- [WRITTEN PROBLEM]
List every row of the records below that contains the string "line". Case matters.

- [RECORDS FOR THE TASK]
>> begin
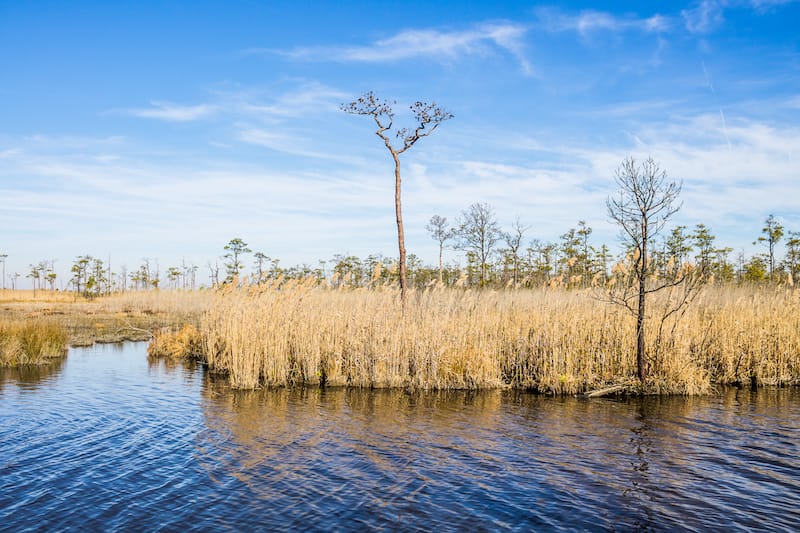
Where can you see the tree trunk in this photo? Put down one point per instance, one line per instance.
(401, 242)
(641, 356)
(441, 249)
>> end
>> begin
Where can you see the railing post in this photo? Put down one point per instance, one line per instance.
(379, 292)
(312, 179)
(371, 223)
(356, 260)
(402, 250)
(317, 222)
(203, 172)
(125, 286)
>> end
- [RESULT OF THE TASK]
Where can you see the tree trunk in this photo? Put down one point per instance, one line per instance.
Where can you see the railing post in this photo? Put down one point per instance, one line per instance.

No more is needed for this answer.